== Recorded data

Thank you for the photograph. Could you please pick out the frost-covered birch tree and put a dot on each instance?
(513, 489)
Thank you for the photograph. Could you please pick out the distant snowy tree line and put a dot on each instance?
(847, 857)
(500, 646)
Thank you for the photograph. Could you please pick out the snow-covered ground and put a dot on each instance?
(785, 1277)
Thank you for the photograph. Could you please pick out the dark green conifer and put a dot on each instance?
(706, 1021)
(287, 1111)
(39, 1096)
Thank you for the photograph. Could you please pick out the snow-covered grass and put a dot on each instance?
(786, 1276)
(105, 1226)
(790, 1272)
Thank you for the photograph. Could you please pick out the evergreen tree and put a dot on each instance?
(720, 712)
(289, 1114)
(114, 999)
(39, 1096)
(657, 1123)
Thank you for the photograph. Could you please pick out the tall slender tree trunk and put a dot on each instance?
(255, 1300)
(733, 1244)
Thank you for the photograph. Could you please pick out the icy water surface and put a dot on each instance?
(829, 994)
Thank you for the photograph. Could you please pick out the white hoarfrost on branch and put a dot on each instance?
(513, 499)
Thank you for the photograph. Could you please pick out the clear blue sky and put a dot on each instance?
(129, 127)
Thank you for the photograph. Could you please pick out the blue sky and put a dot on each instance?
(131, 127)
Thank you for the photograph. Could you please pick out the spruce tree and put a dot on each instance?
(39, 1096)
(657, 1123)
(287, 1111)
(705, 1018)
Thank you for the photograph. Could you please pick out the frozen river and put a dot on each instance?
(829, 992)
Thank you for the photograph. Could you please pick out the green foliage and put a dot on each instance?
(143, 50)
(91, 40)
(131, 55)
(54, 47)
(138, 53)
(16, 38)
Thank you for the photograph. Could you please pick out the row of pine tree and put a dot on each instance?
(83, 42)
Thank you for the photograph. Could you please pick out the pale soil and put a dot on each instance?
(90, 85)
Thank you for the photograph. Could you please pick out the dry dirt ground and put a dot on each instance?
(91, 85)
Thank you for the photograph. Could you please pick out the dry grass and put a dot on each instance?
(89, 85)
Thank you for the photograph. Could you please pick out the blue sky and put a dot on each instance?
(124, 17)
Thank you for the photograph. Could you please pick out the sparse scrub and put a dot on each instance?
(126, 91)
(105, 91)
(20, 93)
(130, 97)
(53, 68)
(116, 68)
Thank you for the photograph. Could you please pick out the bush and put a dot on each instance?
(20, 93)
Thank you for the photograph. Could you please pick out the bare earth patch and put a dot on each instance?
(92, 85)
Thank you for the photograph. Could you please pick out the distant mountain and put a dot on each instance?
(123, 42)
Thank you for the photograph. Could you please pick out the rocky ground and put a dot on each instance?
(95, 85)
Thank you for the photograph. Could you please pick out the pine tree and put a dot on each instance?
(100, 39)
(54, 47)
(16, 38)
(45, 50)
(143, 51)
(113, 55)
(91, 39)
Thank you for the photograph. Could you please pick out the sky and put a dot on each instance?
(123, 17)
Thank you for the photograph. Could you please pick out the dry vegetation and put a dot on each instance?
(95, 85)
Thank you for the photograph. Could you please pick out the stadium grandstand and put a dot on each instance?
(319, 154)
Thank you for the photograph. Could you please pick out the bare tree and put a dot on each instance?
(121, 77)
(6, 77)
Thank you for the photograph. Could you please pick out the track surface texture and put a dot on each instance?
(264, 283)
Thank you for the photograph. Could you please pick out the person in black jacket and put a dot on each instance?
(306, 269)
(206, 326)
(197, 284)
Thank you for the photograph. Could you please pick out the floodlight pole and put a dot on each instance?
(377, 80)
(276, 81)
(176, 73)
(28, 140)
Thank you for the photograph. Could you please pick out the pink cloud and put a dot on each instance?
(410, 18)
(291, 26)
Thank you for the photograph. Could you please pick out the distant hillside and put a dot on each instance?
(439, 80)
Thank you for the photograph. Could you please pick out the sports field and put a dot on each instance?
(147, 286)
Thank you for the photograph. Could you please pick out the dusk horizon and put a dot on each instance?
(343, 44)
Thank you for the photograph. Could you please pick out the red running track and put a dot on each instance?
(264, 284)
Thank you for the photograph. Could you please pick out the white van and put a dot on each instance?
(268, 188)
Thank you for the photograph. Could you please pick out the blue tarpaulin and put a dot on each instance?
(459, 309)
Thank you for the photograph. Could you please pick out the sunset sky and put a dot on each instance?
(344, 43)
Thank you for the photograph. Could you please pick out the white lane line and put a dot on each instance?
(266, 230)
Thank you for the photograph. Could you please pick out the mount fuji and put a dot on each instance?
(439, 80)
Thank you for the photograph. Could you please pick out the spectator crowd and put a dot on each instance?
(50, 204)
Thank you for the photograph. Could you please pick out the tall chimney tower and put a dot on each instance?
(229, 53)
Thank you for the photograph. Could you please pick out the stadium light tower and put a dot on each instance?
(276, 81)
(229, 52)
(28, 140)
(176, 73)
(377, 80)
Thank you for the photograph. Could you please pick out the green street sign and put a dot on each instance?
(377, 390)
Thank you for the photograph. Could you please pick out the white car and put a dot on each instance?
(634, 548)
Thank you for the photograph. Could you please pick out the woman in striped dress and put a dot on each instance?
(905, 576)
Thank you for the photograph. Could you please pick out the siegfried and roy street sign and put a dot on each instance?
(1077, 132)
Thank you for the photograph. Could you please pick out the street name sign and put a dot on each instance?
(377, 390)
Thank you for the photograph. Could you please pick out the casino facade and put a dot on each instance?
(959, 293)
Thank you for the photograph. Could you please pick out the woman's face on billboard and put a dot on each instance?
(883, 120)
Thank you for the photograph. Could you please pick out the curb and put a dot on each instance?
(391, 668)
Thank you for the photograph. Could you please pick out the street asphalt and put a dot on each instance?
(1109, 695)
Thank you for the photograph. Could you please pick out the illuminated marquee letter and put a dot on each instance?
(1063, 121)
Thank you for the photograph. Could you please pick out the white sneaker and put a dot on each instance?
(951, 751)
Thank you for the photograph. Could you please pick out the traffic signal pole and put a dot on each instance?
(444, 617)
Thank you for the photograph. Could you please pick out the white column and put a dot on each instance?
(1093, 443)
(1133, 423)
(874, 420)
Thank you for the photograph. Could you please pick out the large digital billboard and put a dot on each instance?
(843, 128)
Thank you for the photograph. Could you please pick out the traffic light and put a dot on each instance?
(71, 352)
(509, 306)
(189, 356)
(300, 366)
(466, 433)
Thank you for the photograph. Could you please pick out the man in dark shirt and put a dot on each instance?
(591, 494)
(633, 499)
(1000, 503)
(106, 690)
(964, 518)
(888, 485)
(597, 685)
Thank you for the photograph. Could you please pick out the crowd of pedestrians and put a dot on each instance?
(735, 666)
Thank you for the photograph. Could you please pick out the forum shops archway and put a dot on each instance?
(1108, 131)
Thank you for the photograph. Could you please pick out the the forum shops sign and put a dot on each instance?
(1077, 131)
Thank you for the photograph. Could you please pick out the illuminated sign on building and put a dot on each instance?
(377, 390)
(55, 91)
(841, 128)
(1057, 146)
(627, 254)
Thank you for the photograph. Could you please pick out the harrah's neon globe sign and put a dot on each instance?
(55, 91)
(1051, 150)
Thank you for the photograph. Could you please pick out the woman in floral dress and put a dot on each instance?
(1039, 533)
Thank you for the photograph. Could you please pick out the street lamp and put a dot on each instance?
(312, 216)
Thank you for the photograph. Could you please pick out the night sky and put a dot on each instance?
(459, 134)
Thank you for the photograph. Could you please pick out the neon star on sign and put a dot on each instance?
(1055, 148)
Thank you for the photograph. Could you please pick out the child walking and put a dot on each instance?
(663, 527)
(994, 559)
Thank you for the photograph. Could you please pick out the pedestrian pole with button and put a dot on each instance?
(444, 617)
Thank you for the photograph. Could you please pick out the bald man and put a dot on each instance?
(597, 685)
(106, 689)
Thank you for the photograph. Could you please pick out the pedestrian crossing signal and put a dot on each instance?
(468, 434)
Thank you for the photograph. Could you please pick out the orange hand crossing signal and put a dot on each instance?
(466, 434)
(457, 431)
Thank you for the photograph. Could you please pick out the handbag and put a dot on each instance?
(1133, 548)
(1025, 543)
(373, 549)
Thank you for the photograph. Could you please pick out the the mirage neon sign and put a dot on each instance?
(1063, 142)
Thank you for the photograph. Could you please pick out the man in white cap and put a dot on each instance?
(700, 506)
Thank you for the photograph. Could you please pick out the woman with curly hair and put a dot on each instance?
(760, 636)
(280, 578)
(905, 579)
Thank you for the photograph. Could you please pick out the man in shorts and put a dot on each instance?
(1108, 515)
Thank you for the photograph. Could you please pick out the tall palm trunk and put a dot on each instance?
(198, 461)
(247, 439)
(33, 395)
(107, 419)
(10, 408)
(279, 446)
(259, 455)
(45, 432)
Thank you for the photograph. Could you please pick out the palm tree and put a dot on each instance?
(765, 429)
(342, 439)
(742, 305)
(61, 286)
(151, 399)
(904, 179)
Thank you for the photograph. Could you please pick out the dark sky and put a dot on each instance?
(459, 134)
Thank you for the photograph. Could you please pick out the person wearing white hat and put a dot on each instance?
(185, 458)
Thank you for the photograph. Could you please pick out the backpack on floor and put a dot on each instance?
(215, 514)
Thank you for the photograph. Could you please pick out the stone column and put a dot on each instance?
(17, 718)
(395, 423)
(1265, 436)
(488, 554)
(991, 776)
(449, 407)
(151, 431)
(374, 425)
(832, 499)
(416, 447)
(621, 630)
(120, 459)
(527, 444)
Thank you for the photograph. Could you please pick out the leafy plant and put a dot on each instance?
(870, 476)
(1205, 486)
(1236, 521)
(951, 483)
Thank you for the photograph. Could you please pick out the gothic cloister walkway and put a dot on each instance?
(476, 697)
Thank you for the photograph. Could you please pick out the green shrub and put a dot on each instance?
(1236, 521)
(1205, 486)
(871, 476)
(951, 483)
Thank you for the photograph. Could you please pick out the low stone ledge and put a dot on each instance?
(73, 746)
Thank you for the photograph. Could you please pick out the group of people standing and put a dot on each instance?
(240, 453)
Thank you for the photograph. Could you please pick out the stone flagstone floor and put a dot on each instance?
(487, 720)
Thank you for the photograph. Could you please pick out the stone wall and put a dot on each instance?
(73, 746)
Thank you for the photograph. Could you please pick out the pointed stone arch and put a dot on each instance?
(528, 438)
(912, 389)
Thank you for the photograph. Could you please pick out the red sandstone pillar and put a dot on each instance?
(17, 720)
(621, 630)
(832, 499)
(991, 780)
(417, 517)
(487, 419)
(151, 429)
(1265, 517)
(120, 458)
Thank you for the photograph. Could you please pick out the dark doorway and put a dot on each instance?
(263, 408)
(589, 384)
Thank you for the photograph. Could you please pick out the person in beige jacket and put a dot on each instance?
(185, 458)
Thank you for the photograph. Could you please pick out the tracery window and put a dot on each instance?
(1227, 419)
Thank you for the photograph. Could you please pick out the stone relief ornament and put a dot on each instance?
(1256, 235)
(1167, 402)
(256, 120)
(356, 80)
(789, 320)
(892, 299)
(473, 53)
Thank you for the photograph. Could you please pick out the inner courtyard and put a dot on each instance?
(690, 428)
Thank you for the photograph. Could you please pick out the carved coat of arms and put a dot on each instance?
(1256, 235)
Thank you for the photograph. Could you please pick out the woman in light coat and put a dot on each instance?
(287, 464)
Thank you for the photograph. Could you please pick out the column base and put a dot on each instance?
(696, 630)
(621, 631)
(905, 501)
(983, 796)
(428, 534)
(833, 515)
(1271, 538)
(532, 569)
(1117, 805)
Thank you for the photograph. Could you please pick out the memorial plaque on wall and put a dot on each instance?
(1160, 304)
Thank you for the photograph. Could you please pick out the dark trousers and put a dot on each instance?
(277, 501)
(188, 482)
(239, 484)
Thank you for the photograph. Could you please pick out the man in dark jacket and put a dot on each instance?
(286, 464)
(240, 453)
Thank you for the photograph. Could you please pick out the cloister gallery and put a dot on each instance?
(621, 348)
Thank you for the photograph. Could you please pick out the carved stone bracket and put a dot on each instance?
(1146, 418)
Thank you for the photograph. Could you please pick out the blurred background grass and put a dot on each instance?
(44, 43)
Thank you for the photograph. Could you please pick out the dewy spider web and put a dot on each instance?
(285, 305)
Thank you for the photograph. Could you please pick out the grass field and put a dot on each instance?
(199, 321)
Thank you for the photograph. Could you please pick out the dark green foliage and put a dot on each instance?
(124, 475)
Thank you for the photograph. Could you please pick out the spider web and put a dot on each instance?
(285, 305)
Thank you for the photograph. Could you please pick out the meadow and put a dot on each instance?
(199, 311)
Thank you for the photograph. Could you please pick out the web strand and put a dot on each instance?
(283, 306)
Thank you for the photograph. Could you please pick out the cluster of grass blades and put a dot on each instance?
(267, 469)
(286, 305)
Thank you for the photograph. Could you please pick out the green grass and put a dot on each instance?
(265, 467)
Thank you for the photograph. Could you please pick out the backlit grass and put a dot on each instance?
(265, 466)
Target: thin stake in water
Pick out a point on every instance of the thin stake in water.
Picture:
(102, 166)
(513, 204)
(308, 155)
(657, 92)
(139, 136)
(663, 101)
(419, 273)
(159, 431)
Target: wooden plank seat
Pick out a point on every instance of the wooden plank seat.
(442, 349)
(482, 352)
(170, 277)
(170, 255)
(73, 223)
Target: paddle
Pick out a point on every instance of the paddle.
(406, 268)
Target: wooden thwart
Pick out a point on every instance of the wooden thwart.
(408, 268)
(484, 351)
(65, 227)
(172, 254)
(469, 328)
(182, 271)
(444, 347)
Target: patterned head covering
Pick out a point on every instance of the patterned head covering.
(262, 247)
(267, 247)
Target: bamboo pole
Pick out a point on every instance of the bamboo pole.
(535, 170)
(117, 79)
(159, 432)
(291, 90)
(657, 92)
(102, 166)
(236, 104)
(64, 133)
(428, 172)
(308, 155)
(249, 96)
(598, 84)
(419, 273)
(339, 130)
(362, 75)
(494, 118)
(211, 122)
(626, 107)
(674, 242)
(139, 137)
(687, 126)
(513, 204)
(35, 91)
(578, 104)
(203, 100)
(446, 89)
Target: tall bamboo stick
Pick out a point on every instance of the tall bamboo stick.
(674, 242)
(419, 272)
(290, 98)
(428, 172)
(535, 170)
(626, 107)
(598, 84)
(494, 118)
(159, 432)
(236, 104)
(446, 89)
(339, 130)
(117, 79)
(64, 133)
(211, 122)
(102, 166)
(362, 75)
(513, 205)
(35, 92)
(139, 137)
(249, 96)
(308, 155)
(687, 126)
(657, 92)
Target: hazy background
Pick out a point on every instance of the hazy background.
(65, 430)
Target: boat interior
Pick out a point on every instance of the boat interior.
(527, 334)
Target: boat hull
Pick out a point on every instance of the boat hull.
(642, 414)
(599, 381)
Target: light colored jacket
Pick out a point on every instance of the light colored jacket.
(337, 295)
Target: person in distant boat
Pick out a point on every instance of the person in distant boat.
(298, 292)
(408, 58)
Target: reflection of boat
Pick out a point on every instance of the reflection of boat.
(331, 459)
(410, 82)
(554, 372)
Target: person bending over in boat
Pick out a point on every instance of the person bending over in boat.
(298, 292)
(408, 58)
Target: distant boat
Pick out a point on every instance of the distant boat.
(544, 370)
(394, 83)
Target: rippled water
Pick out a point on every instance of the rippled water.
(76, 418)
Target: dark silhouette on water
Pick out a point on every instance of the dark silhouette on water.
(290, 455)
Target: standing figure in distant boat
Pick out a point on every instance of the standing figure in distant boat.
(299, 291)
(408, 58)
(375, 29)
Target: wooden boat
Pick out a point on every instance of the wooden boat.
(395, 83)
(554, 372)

====

- **Exercise instructions**: If a line in the records includes the string "stake", copy it.

- **Exercise answer**:
Target: thin stake in water
Pick out a point on every instance of the thin stake in water.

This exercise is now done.